===== TEXT PROVIDED

Various efforts using Machine-to-Machine (M2M) communications as a common infrastructure are being widely made towards information infrastructures for the next-generation society. Driven by EU directives and legislation in Europe and a number of economic policy initiatives set out by the Obama administration of the USA for reducing energy consumption, utilizing renewable energy sources, reducing environmental load, reducing traffic congestion, and eradicating traffic accidents, efforts to achieve an information infrastructure for the future information society through the use of smart grids and smart cities are taking place on a global scale. For instance, the introduction of the eCall system (emergency call system) and smart metering system in Europe and the USA, as well as the introduction of vehicle theft prevention measures in Brazil, have been driven by national policies.

With M2M, various machines that are currently not connected to networks will be connected, thereby enabling us to make use of the information collected from them for the provision of information that is useful to users. For this reason, M2M is becoming increasingly popular in various industry sectors.

For instance, the Intelligent Transportation Systems (ITS) developed by the automotive industry can contribute to the reduction of CO2 emissions by providing realtime road traffic information, which should help to shorten traveling time and distance. Furthermore, information exchanged between vehicles and infrastructure elements or among vehicles can be used to recognize and avoid high-risk situations, which will result in fewer traffic accidents. For this purpose, standardization for Driving Safety Support Systems using the 700-MHz band is currently in progress in Japan. As a part of ITS, telematics offerings utilizing in-vehicle information technologies are also becoming successful. Another good example can be seen in the area of telemedicine/telehealthcare. Telemedicine enables swift and prompt responses to emergencies as well as lower labor costs. And with the aging of the world’s population, future demands for telemedicine/telehealthcare services are expected to rise still further. M2M utilization aimed at speeding up and improving efficiency is also becoming increasingly active in various industry sectors, such as the logistics industry (for tracing baggage and commercial goods), the electrical power industry (for smart metering and smart grids), the insurance industry (for tracing and locating stolen vehicles), and the security industry (for remote monitoring and control).

M2M communizes networks and platforms against the background of social and industrial demands, and it will create attractive business opportunities for telecommunications operators. Furthermore, from the perspective of ensuring mobility and facilitating connectivity, wireless technology such as mobile communications and short-range wireless communications will play an important role in M2M.

As one activity communizing M2M, studies on international standards by major Standards Development Organizations (SDOs) such as ETSI (European Telecommunications Standards Institute) are becoming active, and M2M-related industrial trends and standardization activities are now receiving attention.

2. M2M issues for telecommunications operators

Taking into account the growing interests in various industry sectors for using M2M and new deployments of M2M equipment invoked by national legislation, the number of M2M devices is expected to increase sharply in the future. For instance, Cisco Systems, Inc. forecasts that by 2020, the number of devices connected to the Internet will reach 50 billion [1], of which the majority will be M2M-related devices. This figure indicates that, in comparison with the current number of global mobile subscriptions, which is around 5.4 billion [2], M2M devices of the next higher order of magnitude will be connected to the Internet by 2020. In addition to this, the range of network traffic needed by M2M devices varies widely from one M2M application to another: for instance, the volume of traffic generated by sensor equipment will be low, while that generated by security surveillance cameras will be relatively high. Supporting the enormous number of M2M devices to be connected and efficiently covering the wide range of traffic volume are challenging issues for telecommunication operators.

==========
===== DATA SHOWN

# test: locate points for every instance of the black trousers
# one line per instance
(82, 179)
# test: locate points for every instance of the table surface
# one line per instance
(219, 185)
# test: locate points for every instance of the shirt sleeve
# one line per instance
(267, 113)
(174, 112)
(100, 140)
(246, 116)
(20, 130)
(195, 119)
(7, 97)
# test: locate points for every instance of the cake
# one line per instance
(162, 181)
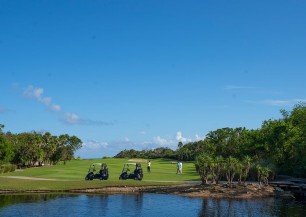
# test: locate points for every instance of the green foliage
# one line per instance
(6, 168)
(29, 149)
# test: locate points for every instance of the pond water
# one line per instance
(148, 205)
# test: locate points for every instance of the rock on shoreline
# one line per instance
(205, 191)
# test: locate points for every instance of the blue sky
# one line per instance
(139, 74)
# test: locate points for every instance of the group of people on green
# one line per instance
(179, 167)
(178, 171)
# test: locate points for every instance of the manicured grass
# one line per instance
(72, 175)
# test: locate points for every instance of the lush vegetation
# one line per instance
(29, 149)
(72, 175)
(278, 147)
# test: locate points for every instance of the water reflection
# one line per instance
(148, 205)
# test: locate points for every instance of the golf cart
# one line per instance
(137, 174)
(102, 174)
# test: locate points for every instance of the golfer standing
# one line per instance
(149, 167)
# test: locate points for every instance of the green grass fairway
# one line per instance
(72, 175)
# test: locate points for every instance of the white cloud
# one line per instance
(36, 94)
(198, 138)
(92, 144)
(234, 87)
(179, 137)
(161, 141)
(55, 108)
(290, 102)
(71, 118)
(2, 110)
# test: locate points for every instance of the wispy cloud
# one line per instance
(179, 137)
(3, 110)
(37, 94)
(290, 102)
(111, 148)
(235, 87)
(93, 144)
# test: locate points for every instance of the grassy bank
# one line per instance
(71, 176)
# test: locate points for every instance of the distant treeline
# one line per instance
(279, 145)
(32, 149)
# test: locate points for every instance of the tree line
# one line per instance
(277, 147)
(32, 148)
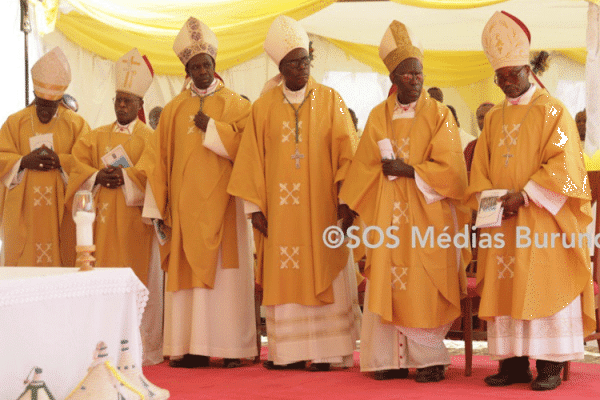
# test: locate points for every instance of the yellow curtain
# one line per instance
(577, 55)
(240, 26)
(449, 3)
(441, 68)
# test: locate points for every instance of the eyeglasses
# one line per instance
(511, 77)
(409, 76)
(300, 62)
(125, 100)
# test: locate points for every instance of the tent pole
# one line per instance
(26, 28)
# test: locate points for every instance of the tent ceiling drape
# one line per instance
(451, 38)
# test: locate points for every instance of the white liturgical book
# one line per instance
(35, 142)
(490, 209)
(387, 153)
(117, 157)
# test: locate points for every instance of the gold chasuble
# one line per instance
(121, 238)
(416, 280)
(294, 182)
(37, 228)
(528, 280)
(189, 184)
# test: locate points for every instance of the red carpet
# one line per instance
(253, 381)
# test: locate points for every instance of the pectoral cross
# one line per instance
(130, 72)
(507, 156)
(297, 156)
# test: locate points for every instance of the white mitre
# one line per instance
(51, 75)
(195, 38)
(506, 41)
(285, 35)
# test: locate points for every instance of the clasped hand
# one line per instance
(511, 203)
(41, 159)
(397, 167)
(110, 177)
(201, 120)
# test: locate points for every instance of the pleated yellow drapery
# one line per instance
(109, 29)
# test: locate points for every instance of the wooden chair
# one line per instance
(594, 181)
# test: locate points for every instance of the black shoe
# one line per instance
(316, 367)
(548, 375)
(434, 373)
(512, 370)
(296, 365)
(190, 361)
(387, 374)
(232, 363)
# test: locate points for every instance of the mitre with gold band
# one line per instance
(195, 38)
(51, 75)
(506, 41)
(398, 44)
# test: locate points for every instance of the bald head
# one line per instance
(480, 113)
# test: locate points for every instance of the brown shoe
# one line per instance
(512, 370)
(273, 366)
(190, 361)
(316, 367)
(548, 375)
(387, 374)
(232, 363)
(434, 373)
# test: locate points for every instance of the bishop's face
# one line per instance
(201, 68)
(295, 68)
(408, 77)
(127, 106)
(514, 81)
(45, 109)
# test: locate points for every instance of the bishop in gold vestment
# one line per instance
(414, 288)
(35, 160)
(536, 295)
(209, 307)
(295, 150)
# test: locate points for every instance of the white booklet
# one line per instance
(35, 142)
(490, 209)
(117, 157)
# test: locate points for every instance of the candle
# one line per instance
(85, 231)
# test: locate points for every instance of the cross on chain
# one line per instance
(398, 278)
(130, 72)
(401, 213)
(43, 252)
(505, 265)
(297, 155)
(508, 140)
(42, 196)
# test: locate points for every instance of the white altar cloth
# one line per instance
(53, 318)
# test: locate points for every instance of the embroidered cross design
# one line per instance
(289, 132)
(43, 252)
(289, 258)
(287, 194)
(401, 149)
(508, 138)
(505, 263)
(397, 279)
(399, 212)
(43, 196)
(102, 211)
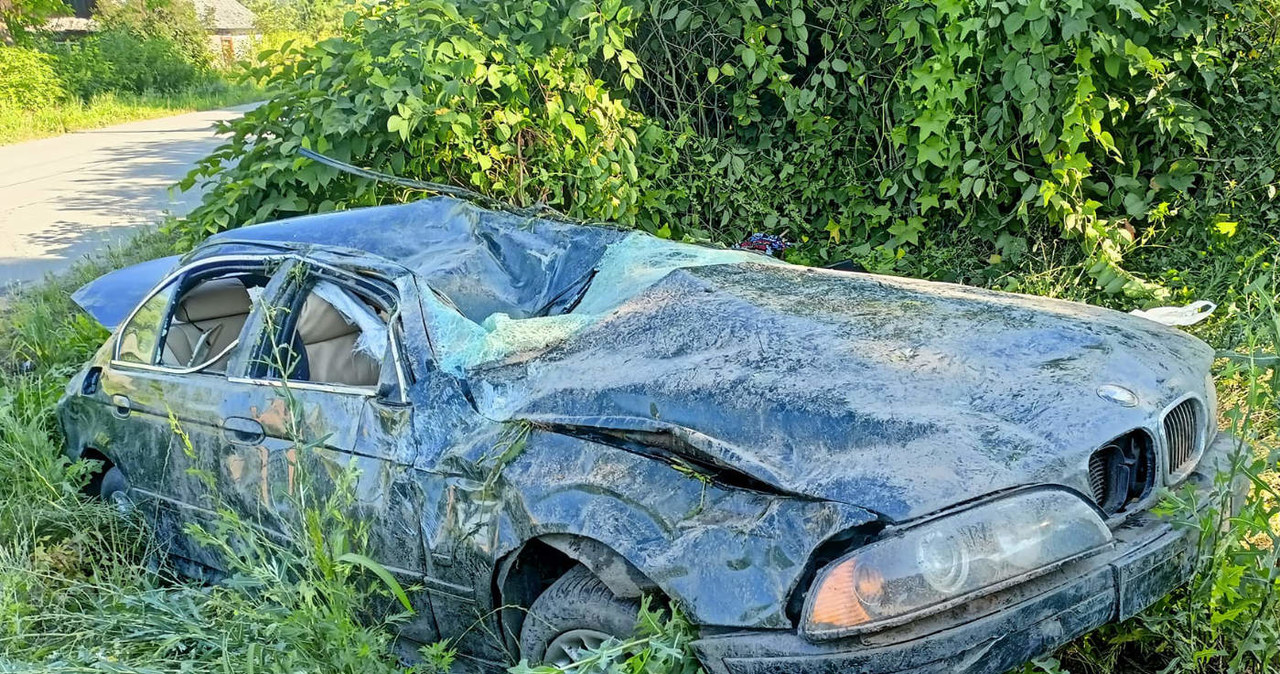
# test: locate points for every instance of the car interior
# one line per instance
(208, 321)
(334, 348)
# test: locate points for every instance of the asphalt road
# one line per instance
(64, 197)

==========

AIM — Quote the stretch of the M2M text from "M2M communizes networks" through "now receiving attention.". The rows come from a different source than the text on M2M communications.

TASK RESULT —
M2M communizes networks and platforms against the background of social and industrial demands, and it will create attractive business opportunities for telecommunications operators. Furthermore, from the perspective of ensuring mobility and facilitating connectivity, wireless technology such as mobile communications and short-range wireless communications will play an important role in M2M.

As one activity communizing M2M, studies on international standards by major Standards Development Organizations (SDOs) such as ETSI (European Telecommunications Standards Institute) are becoming active, and M2M-related industrial trends and standardization activities are now receiving attention.